→ Work instructions
From the blog post on how women write men, list every book title given as an example of a story with love story tropes.

====== Source excerpt ======

Thursday 6 October 2011

Hunky Dory



Most men have a pretty low opinion of romance fiction as written by women. Why? Most stories have some type of romance in them, one person attracted to another. The Great Gatsby or Fight Club or Slaughterhouse Five, they have love story tropes in them too. So what is it about the female version of romance that men find so laughable?

I’m not just referring to full on Romance fiction, the type with a glistening six-pack on the cover, I  include YA, paranormal, chick-lit, historical fiction, thrillers, basically any story aimed at the female market with a strong romance element to it. That means a female lead, and a man she’s interested in. She may not get the man, there may be other complications, but that’s general set up. And I don’t think it can be disputed that these books are hugely popular and one of the most lucrative areas of publishing. 

So what's wrong with how women write men?


The idealised male, the one who's good looking, fit, and single, is probably the most popular creation, and the most unlikely. If he isn’t gay, then he isn’t going to be single. That doesn’t mean he’s married or got a girlfriend, it just means he doesn’t spend his nights staring out of a window.

Men who are not in a committed relationship, have to find an outlet. The bucket is being constantly filled, and although the rate of drops may vary, eventually it’s still got to be emptied. And the more the writer contrives to make this man alone and introverted (because he’s focused on his job, his wife just died, he’s coming out of a bad break-up or whatever) then that does not mean he’s just going to sit around waiting for the right girl to appear. Pornography, masturbation, inappropriate staring at cleavage, that’s the guy that's being established as the love interest. It doesn't matter how clean living and respectable he is, macho or metrosexual, drip, drip, drip the bucket’s getting filled.

When you create a guy that is unavailable, full of testosterone, and alone, you may see a strong, moody, hurt-by-the-one-he-loved-and-unable-to-love-again fella — I see a guy who probably goes home, watches too much internet porn, and then tries to rape the neighbour’s cat.

Then there’s the guy who’s just moved to town and doesn’t really know anyone. He bumps into the female lead of the story and there are sparks, maybe they have a misunderstanding, tension. She doesn’t stand for his attitude, he doesn’t like her mouthiness. He won’t just sit around waiting for her to come round. He’ll move onto someone else. The girl in his apartment, the slut in accounts, the lead characters sister, whoever. 

When she bumps into  him by coincidence in the store, he’ll be with someone. When she bumps into him again in the park, he’ll be with someone else. New guys who are totally hawt get offers from people other than the MC, and they accept them.

And remember, the new guy in town gets the lowdown on all the local women from all the other guys in town. If the MC is the hot chick with a chip on her shoulder, all the guys she’s pissed off will be only too glad to clue in the new guy. Too often it feels like when the guy isn’t in the scene with the MC, he stops existing.

The moody, introspective guy — very popular in YA books — who doesn’t want to talk about it (whatever it might be), doesn’t exist. That sort of angry teen figure certainly does exist (often well beyond his teens) but he very much does want to talk about it. Give him a chance and he’ll whine on and on for hours. The guy with the real dark secret or miserable existence, he’s friendly and normal and makes it a point not to draw attention to his horrible life and problems. Because that’s how you actually avoid talking about it.

====== Supplied material ======

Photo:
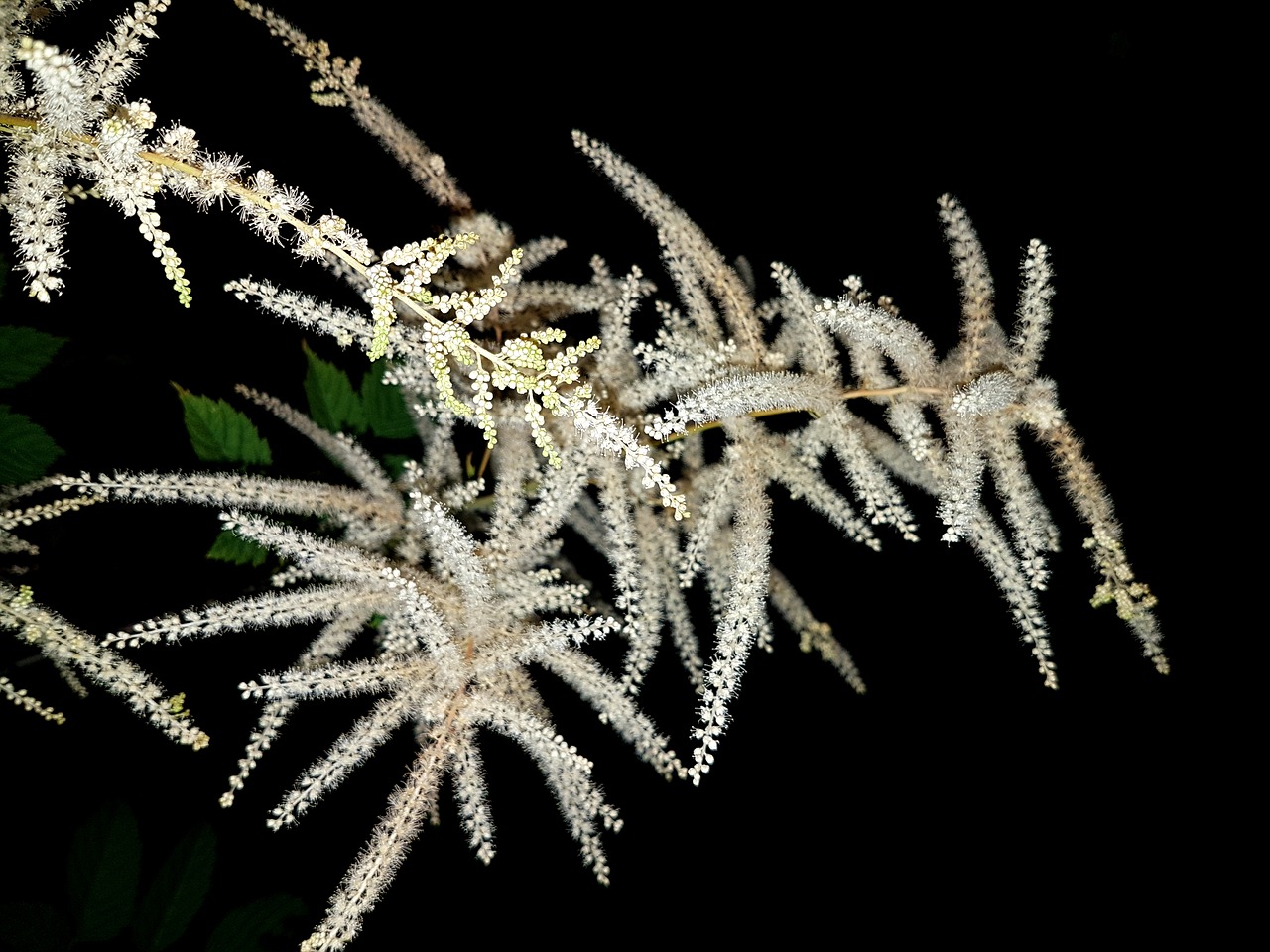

======

→ Answer for the task
The Great Gatsby, Fight Club, Slaughterhouse Five